What the task asks
Update the records below by replacing "bounding boxes" with "enclosing rectangles" and leaving every other part unchanged.

Dataset extract
•••••

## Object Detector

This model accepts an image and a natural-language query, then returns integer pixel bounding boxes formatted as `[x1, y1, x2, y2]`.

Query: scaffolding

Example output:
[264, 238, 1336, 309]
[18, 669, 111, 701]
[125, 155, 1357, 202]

•••••

Written response
## Object Detector

This model accepts an image and a natural-language query, then returns integer pixel enclosing rectangles formatted as `[x1, y1, x2, y2]`.

Query: scaffolding

Example output:
[264, 238, 1336, 309]
[18, 669, 111, 701]
[125, 155, 1357, 202]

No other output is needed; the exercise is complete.